Спору Запада и России на внешнем контуре и дискуссиям западников и славянофилов в самом Отечестве очень много лет. И все эти годы было почти как в песне: «Мы выбираем, нас выбирают», только с приставкой «не» — мы не понимаем, нас не понимают… Так и жили с этим вечным, как казалось, сюжетом. Разве что накал страстей менялся вместе с эпохами, и интенсивность выяснения отношений была разной в разные времена. Но вот пришел новый век с переменами настолько стремительными, что от привычного и даже уютного в чем-то взаимного препирательства с «западными партнерами» не осталось и следа — вместо традиционного многоточия в отношениях возникает точка, а разговор о «конце истории» выглядит уже не схоластикой, а констатацией неизбежной перспективы. Что мы потеряли и что приобрели при этом? Историк и политолог дают разные ответы.
Диалогу России с Европой уже несколько сотен лет. Готовящийся к изданию четырехтомник историка Андрея Тесли «Русские беседы» рассказывает об изменчивости этого диалога и заставляет по-новому взглянуть на старый спор славянофилов и западников. «Огонек» поговорил с автором о «европейском векторе» и об «особом пути» России.
— Вы не раз упоминали, что современный спор России и Запада — совсем не то же, что спор России и Запада XIX века. Что всерьез изменилось?
— В XIX веке мы вели разговоры с большой Европой изнутри нее же, но что еще существеннее: в оптике той эпохи Европа и есть все человечество. Остальные народы, которые не входят в эту ойкумену, считаются либо неисторическими вовсе (существовал такой устойчивый термин), либо теми, кто выпал во внеисторическое существование. Поэтому, когда Погодин говорит о противопоставлении Востока и Запада, речь идет о востоке и западе Европы. Славянофилы и западники существуют в общеисторической рамке эпохи романтизма, когда всякая история народа интересна ровно настолько, насколько она совмещается с историей всемирной (то есть историей Европы). Быть народом историческим означает иметь свой голос во всемирной истории.
— Таким образом, славянофилы, отделяясь от европейского Запада, все равно претендуют на место в общеевропейской истории?
— Да, национальная история славянофилов — это не история про особость саму по себе, не про то, что мы другие и не трогайте нас больше. Это не про отделение.
Притязания славянофилов гораздо больше: мы другие, потому что призваны сказать свое новое слово в мировой истории, причем такое, которое станет общим (французским, английским, немецким — общеевропейским) наследием.

※ ※ ※

§ **Задание 1**
Повторите дословно фрагмент текста о споре России и Запада от слов «Спору Запада и» до слов «дают разные ответы.» включительно.
§ **Задание 2**
Выпишите по порядку все слова и выражения, которые в тексте о споре России и Запада заключены в кавычки-«елочки».
Записи к этому тексту никак не относятся.

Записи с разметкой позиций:

※ ※ ※

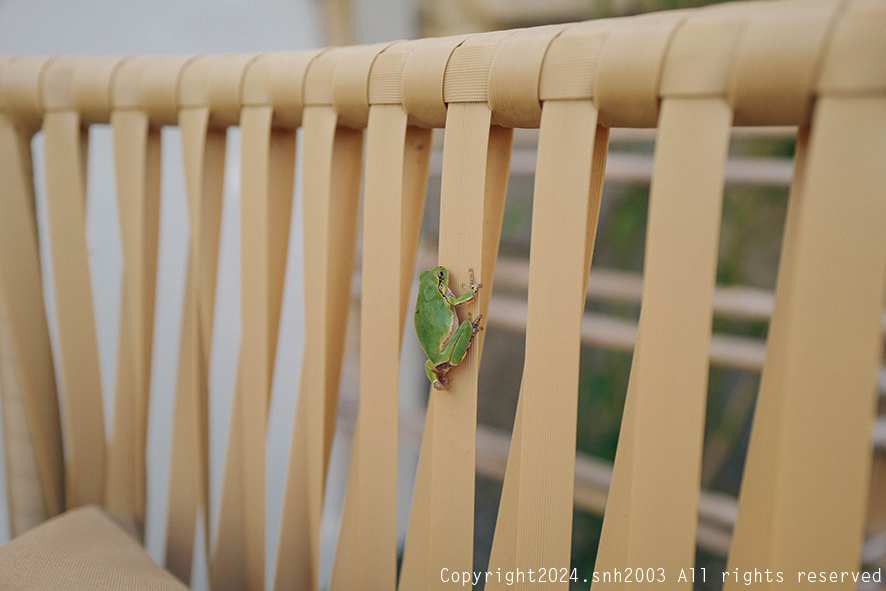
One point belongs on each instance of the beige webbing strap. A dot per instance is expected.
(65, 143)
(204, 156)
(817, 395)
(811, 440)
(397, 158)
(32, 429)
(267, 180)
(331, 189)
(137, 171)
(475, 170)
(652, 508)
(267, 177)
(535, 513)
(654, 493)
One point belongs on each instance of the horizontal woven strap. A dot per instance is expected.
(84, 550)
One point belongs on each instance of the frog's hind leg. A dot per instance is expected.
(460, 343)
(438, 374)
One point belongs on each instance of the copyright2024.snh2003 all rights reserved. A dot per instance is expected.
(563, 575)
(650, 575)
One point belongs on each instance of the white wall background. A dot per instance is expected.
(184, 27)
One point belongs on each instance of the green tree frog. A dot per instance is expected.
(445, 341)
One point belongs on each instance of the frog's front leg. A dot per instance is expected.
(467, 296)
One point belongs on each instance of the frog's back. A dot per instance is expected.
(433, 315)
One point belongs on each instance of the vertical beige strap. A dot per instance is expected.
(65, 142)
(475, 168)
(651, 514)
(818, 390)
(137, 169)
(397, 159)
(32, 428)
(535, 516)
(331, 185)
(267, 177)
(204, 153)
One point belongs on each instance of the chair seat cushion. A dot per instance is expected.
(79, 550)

※ ※ ※

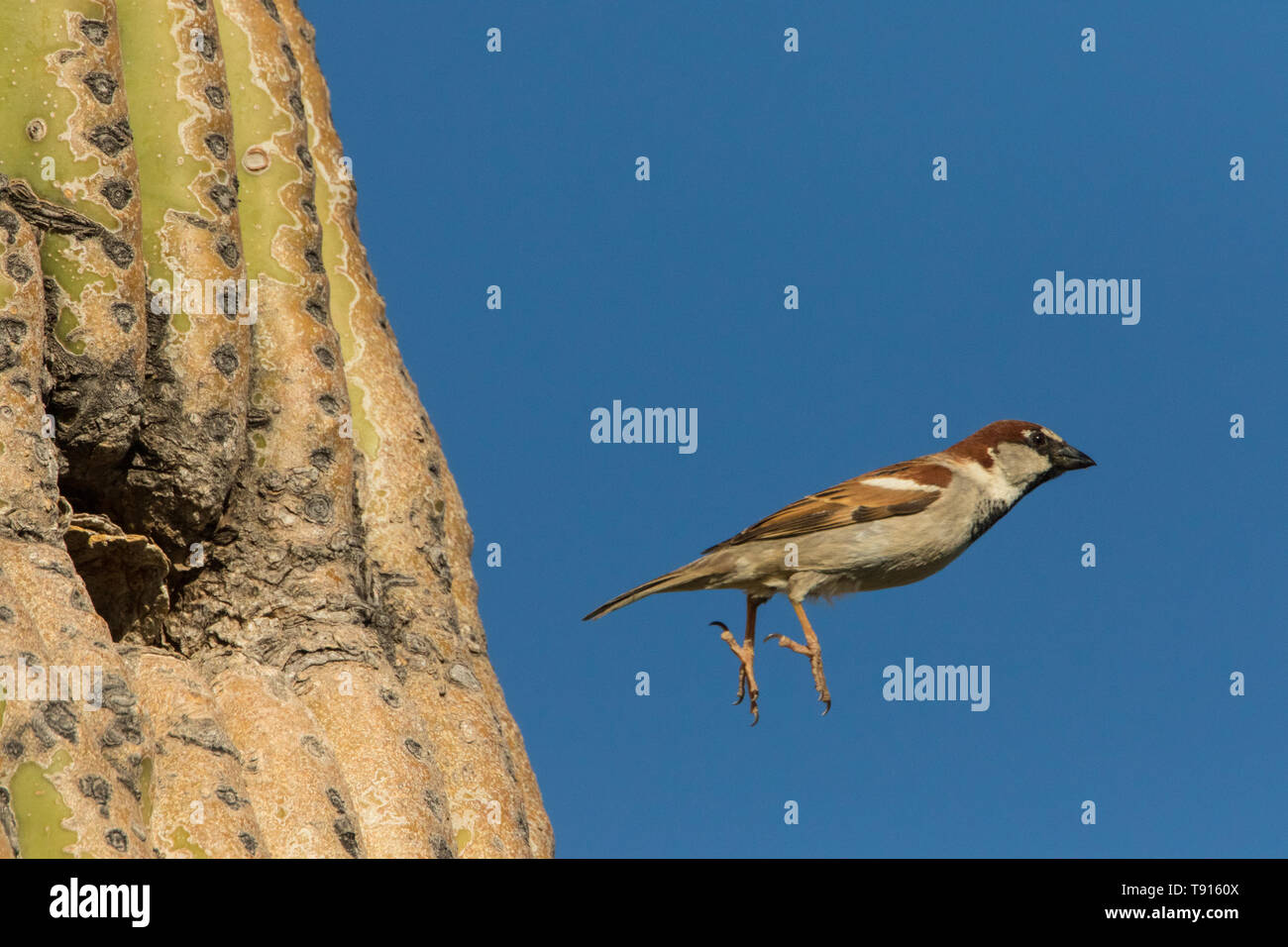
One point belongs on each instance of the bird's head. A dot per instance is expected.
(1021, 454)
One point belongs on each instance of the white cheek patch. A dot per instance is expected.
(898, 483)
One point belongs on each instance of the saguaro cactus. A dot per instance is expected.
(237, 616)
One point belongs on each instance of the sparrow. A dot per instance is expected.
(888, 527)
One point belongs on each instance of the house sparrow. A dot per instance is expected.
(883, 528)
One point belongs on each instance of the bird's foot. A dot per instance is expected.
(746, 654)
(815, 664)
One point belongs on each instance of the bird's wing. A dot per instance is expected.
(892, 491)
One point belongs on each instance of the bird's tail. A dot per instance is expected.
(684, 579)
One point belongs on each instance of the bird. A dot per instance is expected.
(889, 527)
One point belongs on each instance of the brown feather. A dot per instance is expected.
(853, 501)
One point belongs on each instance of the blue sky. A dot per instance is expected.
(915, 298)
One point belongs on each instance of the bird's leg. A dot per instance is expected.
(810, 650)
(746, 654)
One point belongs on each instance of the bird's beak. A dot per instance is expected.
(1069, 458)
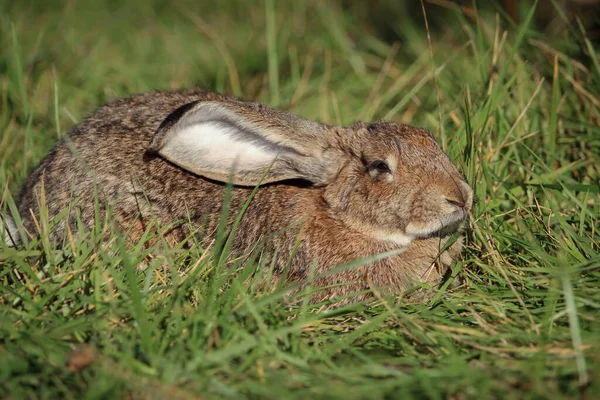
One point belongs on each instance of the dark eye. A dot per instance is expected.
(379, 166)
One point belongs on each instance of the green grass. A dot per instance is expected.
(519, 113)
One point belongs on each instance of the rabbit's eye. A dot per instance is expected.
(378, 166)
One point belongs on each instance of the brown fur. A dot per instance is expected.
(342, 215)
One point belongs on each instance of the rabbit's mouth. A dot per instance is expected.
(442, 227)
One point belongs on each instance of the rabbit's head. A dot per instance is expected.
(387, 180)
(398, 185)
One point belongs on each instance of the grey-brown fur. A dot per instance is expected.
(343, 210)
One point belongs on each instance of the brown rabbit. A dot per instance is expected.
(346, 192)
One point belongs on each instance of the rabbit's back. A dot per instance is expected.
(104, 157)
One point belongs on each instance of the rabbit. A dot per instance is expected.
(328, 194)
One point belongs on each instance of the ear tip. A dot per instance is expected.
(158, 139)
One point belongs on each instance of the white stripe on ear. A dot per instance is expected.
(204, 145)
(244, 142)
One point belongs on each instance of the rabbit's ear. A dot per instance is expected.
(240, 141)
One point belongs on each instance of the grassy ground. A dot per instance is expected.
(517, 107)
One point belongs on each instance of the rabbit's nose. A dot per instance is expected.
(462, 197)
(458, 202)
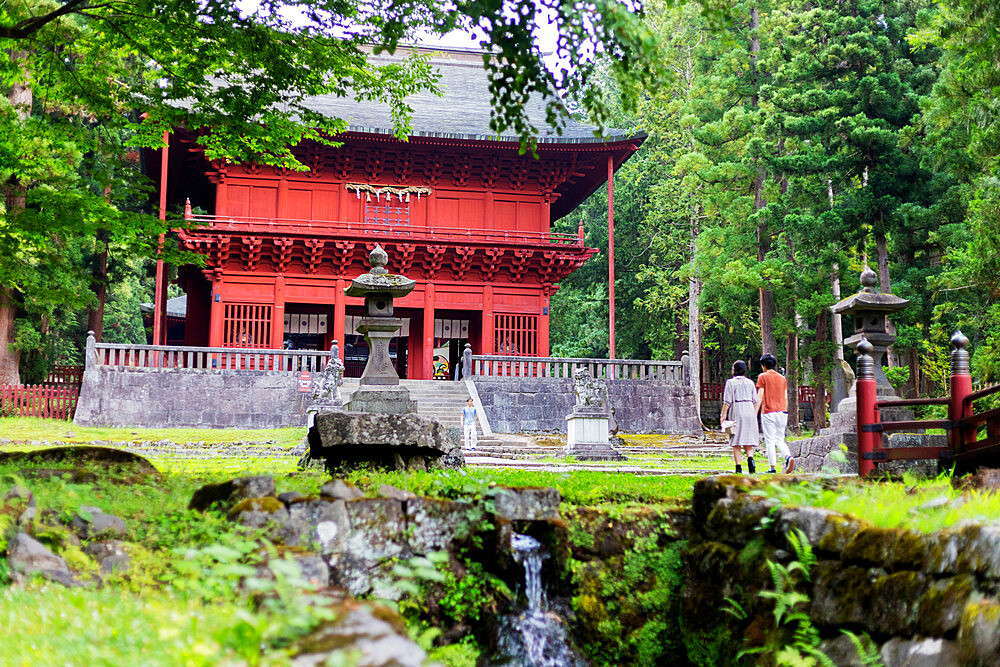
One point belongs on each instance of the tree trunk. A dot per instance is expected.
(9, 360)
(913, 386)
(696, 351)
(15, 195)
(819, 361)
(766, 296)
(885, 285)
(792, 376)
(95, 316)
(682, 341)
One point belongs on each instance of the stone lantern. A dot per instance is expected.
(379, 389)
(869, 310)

※ ※ ※

§ **Правильный ответ 1**
Спору Запада и России на внешнем контуре и дискуссиям западников и славянофилов в самом Отечестве очень много лет. И все эти годы было почти как в песне: «Мы выбираем, нас выбирают», только с приставкой «не» — мы не понимаем, нас не понимают… Так и жили с этим вечным, как казалось, сюжетом. Разве что накал страстей менялся вместе с эпохами, и интенсивность выяснения отношений была разной в разные времена. Но вот пришел новый век с переменами настолько стремительными, что от привычного и даже уютного в чем-то взаимного препирательства с «западными партнерами» не осталось и следа — вместо традиционного многоточия в отношениях возникает точка, а разговор о «конце истории» выглядит уже не схоластикой, а констатацией неизбежной перспективы. Что мы потеряли и что приобрели при этом? Историк и политолог дают разные ответы.

§ **Правильный ответ 2**
«Мы выбираем, нас выбирают»
«не»
«западными партнерами»
«конце истории»
«Русские беседы»
«Огонек»
«европейском векторе»
«особом пути»